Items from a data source
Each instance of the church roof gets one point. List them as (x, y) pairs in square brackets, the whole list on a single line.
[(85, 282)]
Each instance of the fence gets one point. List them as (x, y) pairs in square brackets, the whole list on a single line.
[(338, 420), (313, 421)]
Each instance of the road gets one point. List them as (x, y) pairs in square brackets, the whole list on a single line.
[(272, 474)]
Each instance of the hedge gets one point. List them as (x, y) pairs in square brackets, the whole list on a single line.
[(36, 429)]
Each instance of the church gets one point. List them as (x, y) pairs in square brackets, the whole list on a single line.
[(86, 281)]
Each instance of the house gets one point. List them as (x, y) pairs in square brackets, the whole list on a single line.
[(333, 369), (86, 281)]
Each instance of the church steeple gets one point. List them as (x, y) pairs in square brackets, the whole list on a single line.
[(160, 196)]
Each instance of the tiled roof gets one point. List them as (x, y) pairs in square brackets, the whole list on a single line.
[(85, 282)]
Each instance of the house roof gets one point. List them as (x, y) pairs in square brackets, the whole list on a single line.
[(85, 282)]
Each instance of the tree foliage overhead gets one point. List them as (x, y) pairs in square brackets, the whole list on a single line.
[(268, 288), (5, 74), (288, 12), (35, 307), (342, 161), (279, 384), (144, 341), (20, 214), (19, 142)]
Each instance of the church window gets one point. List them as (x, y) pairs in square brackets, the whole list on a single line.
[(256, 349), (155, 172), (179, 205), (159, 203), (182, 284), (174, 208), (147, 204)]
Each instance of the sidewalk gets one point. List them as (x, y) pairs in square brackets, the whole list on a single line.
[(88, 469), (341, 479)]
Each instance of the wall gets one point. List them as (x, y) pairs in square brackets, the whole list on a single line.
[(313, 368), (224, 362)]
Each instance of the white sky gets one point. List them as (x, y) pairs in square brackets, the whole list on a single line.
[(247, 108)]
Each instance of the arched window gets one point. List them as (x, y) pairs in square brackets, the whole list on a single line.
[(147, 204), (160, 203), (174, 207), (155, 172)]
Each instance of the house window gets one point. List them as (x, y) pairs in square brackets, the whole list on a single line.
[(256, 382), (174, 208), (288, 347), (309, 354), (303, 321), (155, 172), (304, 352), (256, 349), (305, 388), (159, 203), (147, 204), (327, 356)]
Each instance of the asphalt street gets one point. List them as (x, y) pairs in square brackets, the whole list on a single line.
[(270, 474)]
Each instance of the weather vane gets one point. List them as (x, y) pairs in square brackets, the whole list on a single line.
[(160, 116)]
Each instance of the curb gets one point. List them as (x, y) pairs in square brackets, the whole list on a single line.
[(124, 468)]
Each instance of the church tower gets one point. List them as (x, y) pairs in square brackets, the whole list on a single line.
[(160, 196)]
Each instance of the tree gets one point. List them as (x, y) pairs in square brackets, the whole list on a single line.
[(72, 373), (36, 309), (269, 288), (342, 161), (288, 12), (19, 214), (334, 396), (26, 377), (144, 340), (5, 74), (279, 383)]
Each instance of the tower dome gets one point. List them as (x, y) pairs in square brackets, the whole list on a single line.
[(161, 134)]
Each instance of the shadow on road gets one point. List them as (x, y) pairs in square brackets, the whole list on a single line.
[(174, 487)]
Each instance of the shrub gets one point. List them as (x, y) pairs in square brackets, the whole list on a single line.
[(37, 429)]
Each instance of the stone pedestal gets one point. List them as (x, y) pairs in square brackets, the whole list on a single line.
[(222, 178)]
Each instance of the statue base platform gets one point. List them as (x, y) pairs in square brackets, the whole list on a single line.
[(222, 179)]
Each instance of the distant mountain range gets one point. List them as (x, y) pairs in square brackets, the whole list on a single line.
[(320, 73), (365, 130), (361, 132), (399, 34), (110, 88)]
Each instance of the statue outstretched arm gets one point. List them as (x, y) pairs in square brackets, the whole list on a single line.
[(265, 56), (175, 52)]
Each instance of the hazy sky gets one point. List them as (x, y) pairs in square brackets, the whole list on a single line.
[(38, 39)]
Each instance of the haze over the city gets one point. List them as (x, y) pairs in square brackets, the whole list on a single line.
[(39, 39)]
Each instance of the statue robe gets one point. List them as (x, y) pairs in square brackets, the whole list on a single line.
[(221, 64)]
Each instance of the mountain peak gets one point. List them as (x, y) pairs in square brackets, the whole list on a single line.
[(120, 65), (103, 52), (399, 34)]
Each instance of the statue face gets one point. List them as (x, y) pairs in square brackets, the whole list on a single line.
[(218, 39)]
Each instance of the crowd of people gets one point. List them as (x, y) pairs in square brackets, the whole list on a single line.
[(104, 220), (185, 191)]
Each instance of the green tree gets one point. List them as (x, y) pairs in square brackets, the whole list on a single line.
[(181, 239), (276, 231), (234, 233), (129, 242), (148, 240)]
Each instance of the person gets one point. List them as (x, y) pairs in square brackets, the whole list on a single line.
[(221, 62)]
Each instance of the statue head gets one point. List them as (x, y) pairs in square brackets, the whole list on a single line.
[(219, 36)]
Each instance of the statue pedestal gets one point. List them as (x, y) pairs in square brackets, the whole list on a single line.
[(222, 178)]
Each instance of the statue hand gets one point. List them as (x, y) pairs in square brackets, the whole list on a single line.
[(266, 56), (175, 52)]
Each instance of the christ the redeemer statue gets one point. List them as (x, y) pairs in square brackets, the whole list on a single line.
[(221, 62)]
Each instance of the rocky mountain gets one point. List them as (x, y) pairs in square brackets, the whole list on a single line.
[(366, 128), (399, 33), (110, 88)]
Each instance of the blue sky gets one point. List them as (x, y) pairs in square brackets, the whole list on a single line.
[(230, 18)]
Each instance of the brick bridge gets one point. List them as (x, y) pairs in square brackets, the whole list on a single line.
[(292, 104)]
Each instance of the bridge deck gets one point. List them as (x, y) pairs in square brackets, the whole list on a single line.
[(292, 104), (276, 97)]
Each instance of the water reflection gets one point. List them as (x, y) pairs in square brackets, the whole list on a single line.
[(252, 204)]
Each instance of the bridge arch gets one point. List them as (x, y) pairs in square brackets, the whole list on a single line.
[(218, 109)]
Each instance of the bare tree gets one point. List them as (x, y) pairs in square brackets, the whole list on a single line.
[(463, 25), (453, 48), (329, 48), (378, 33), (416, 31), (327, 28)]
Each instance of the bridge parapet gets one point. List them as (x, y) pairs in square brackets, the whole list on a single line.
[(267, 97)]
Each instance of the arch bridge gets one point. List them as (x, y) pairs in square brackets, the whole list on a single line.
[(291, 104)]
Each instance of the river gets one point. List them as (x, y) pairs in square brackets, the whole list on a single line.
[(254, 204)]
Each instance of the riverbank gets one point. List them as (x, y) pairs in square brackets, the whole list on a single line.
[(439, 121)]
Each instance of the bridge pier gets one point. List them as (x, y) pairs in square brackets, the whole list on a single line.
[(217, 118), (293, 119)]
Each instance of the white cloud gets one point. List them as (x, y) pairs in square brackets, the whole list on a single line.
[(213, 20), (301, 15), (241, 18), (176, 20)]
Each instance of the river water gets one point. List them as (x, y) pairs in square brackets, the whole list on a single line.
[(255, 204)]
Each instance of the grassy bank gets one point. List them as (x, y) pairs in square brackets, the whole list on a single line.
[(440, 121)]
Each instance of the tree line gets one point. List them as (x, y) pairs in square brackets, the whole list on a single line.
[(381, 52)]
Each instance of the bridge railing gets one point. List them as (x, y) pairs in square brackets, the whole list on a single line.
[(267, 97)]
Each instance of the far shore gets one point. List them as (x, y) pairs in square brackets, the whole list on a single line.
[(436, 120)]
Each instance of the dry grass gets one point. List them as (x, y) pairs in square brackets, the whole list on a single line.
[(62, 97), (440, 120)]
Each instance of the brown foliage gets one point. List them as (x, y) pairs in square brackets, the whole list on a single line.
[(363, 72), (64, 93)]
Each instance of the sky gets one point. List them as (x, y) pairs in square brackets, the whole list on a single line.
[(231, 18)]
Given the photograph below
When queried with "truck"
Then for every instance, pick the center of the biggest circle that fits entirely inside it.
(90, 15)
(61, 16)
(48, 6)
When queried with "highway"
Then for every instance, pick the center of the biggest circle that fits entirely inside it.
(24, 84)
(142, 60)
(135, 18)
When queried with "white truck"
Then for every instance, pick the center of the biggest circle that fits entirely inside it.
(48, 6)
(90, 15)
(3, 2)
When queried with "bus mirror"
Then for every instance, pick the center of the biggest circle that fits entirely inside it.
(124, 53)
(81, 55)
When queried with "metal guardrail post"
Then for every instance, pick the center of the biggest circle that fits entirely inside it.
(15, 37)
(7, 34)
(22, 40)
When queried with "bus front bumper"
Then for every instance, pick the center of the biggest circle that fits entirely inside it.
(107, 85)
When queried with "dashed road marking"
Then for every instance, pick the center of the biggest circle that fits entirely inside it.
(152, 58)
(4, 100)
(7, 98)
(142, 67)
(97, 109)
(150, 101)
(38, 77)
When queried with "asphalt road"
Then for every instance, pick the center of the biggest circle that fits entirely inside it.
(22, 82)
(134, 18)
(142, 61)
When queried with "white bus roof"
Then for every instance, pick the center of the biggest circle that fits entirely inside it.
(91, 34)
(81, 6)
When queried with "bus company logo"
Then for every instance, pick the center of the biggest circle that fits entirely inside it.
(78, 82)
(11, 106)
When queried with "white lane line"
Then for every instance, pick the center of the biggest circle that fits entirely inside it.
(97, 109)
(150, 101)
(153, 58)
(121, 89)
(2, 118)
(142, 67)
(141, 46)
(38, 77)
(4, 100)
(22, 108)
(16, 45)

→ Request: In the lines between the one containing "Each instance of the church steeple" and the one containing "208), (147, 204)]", inclusive, replace "tiled roof" with "clay tile roof". Keep everything else in those lines unchanged.

→ The response:
Each instance of the church steeple gets one point. List them as (x, y) pairs in square brackets, the whole list on a single line.
[(160, 196)]
Each instance of the clay tile roof gets one point. List them as (x, y) pairs in square brackets, the whole list on a single line.
[(85, 282)]
Each instance of the house roof gets one point. List them as (x, y) pairs in square brackets, the whole list on a single line.
[(85, 282)]
Each instance of the tree foliage overhead gets one point. List them as (x, y) pairs in square brackets, the whole list on a single line.
[(268, 288), (5, 74), (288, 12), (35, 307), (342, 161), (279, 384), (144, 341), (20, 214), (19, 142)]
Each instance of the church window gets one point. List them as (x, y) pairs in square brackets, the whole list on a single line.
[(256, 349), (155, 172), (179, 205), (159, 203), (182, 284), (174, 208), (147, 204)]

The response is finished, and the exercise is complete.